_Written instruction a:_
Set down the part of the job enrichment passage starting with "A job enrichment" and going on through "normal pay increases.", word for word.
Begin Document excerpt
A Successful Application.
An example from a highly successful job enrichment experiment can illustrate the distinction between horizontal and vertical loading of a job. The subjects of this study were the stockholder correspondents employed by a very large corporation. Seemingly, the task required of these carefully selected and highly trained correspondents was quite complex and challenging. But almost all indexes of performance and job attitudes were low, and exit interviewing confirmed that the challenge of the job existed merely as words.
A job enrichment project was initiated in the form of an experiment with one group, designated as an achieving unit, having its job enriched by the principles described in Exhibit 2. A control group continued to do its job in the traditional way. (There were also two “uncommitted” groups of correspondents formed to measure the so-called Hawthorne effect—that is, to gauge whether productivity and attitudes toward the job changed artificially merely because employees sensed that the company was paying more attention to them in doing something different or novel. The results for these groups were substantially the same as for the control group, and for the sake of simplicity I do not deal with them in this summary.) No changes in hygiene were introduced for either group other than those that would have been made anyway, such as normal pay increases.
End Document excerpt
Begin Input rows
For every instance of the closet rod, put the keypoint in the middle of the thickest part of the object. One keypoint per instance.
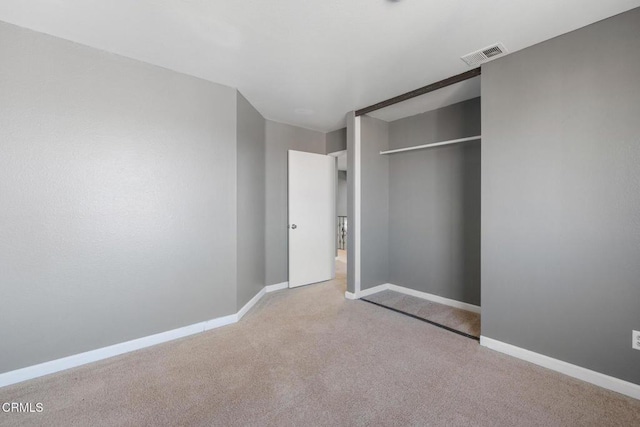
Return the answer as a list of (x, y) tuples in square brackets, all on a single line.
[(433, 144), (421, 91)]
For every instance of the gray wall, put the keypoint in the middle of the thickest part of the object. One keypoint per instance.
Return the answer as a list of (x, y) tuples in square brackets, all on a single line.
[(341, 195), (336, 141), (374, 203), (280, 138), (118, 190), (251, 201), (434, 203), (561, 197)]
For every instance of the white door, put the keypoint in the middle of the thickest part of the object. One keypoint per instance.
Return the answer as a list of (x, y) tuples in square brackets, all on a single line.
[(311, 218)]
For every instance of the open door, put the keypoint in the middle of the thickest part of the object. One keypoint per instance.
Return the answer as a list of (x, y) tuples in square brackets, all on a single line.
[(311, 218)]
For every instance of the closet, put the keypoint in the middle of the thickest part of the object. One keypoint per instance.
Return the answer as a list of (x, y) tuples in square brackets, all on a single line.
[(420, 205)]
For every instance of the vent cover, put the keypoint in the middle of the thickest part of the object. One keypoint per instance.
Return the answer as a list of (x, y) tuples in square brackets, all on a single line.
[(485, 54)]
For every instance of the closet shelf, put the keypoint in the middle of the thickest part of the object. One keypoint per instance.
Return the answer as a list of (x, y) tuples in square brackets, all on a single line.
[(433, 144)]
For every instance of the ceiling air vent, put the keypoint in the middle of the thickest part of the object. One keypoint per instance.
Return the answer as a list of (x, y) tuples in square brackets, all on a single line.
[(485, 54)]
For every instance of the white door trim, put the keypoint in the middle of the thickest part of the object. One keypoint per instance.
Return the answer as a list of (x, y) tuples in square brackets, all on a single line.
[(357, 182)]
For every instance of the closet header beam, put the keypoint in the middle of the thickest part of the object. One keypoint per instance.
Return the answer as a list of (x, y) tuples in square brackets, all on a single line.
[(421, 91)]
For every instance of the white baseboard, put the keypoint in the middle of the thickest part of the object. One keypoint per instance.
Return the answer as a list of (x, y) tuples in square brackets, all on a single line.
[(251, 303), (277, 287), (584, 374), (414, 293), (46, 368), (350, 295), (435, 298), (366, 292)]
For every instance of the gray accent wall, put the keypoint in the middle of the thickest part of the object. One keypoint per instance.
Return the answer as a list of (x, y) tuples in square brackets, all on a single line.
[(280, 138), (434, 203), (251, 202), (117, 199), (561, 197), (374, 215)]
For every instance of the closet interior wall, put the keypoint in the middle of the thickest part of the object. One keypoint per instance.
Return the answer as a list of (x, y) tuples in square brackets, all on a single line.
[(434, 203), (420, 212)]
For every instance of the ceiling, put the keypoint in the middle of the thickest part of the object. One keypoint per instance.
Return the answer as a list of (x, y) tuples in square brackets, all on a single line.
[(308, 62)]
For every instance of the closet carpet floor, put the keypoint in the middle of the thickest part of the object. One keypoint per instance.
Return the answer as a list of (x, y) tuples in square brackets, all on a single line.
[(307, 357), (454, 318)]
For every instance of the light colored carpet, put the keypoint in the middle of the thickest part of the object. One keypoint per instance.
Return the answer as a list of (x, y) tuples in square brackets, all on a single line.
[(455, 318), (307, 356)]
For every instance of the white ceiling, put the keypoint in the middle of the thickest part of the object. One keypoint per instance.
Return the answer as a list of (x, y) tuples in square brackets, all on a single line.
[(308, 62)]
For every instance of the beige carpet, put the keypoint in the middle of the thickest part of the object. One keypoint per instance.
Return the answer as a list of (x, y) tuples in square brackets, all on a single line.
[(454, 318), (309, 357)]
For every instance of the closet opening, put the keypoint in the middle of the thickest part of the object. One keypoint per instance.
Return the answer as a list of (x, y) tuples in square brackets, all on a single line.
[(420, 204)]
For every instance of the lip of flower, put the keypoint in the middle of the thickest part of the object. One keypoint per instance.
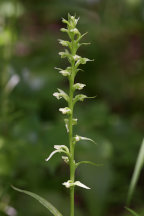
End Input rows
_Written instruction b:_
List each line of the records that contains the word "door", copying every such line in full.

_Correct response a:_
A job enrichment project was initiated in the form of an experiment with one group, designated as an achieving unit, having its job enriched by the principles described in Exhibit 2. A control group continued to do its job in the traditional way. (There were also two “uncommitted” groups of correspondents formed to measure the so-called Hawthorne effect—that is, to gauge whether productivity and attitudes toward the job changed artificially merely because employees sensed that the company was paying more attention to them in doing something different or novel. The results for these groups were substantially the same as for the control group, and for the sake of simplicity I do not deal with them in this summary.) No changes in hygiene were introduced for either group other than those that would have been made anyway, such as normal pay increases.

_Correct response b:_
For every instance of the white door, put the keypoint in the middle of the thickest part of the object. One keypoint per instance.
For every instance of the open door, put the keypoint in the middle of the thickest part of the object. One keypoint per instance.
For every instance of the white door trim, put the keypoint in the middle of the thickest part of the object. One keypoint per instance.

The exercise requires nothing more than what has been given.